As polêmicas do PL das fake news, que deve se arrastar no Congresso
Com tema amplo e pontos controversos, aprovação do PL das fake news deve levar mais tempo que o desejado por parlamentares
Com tema amplo e pontos controversos, aprovação do PL das fake news deve levar mais tempo que o desejado por parlamentares
A decisão do Senado de adiar a votação do chamado PL das fake news atendeu a pedidos de parlamentares, ativistas de direitos digitais e empresas que podem ser afetadas com a medida. A discussão esbarrou nos possíveis riscos à liberdade de expressão que surgiriam com a aprovação da proposta, que poderia incluir, entre outros pontos, a exigência de CPF para usuários se cadastrarem em redes sociais.
Essa medida aparece no texto preliminar do relator da proposta, senador Angelo Coronel (PSD-BA). O documento, divulgado pelo Poder360, seria votado na terça-feira (2), mas o planejamento foi adiado a pedido dos senadores. Segundo O Globo, Coronel afirmou que pretende apresentar uma nova versão do texto, sem a regra da apresentação de documentos dos usuários.

Uma sequência de registros
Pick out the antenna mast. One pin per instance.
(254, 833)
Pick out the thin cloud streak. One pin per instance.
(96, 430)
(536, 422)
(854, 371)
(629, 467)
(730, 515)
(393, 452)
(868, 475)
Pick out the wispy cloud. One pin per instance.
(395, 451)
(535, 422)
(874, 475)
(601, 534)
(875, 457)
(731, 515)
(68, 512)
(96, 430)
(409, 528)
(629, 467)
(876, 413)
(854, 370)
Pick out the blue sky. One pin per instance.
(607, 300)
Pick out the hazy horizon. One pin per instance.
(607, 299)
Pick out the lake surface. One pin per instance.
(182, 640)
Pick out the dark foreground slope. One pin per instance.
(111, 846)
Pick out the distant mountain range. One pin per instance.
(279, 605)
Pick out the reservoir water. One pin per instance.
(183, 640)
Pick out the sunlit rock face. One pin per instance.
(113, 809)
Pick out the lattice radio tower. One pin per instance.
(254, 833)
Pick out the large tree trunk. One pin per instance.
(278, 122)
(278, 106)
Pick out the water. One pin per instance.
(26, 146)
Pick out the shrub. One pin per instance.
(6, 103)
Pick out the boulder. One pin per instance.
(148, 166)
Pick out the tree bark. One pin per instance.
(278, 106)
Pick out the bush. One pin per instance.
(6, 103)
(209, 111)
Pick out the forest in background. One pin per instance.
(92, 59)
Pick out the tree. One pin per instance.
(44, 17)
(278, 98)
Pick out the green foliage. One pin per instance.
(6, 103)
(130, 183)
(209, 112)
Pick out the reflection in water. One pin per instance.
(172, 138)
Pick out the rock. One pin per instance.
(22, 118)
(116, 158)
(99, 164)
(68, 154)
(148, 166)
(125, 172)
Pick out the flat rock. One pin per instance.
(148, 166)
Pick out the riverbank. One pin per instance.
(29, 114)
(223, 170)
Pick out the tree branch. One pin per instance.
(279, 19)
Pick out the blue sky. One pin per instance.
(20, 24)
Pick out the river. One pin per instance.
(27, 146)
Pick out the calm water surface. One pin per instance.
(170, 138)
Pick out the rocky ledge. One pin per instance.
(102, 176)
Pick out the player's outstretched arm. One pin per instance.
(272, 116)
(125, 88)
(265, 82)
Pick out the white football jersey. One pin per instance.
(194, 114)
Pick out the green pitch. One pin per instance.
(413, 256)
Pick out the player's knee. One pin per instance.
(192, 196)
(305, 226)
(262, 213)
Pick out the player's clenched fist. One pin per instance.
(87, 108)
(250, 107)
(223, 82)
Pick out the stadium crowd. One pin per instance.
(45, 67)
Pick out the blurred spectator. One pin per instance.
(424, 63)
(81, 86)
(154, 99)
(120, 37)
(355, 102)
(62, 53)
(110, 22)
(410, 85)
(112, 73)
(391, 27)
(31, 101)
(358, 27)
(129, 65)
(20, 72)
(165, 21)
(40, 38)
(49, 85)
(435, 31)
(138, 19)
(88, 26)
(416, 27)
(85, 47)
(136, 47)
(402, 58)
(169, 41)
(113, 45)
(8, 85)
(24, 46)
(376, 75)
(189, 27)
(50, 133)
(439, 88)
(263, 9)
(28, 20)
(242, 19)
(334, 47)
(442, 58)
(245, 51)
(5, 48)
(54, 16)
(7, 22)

_DESAFIOS_
A: Reproduza o trecho do texto sobre o PL das fake news que começa com as palavras que contêm "Essa medida aparece" e termina em "documentos dos usuários.".
B: Segundo o texto sobre o PL das fake news, de quem eram os pedidos atendidos pelo Senado ao adiar a votação? Liste todos.
Os registros não são necessários.

_EM RESPOSTA_
A:
Essa medida aparece no texto preliminar do relator da proposta, senador Angelo Coronel (PSD-BA). O documento, divulgado pelo Poder360, seria votado na terça-feira (2), mas o planejamento foi adiado a pedido dos senadores. Segundo O Globo, Coronel afirmou que pretende apresentar uma nova versão do texto, sem a regra da apresentação de documentos dos usuários.

B:
- Parlamentares
- Ativistas de direitos digitais
- Empresas que podem ser afetadas com a medida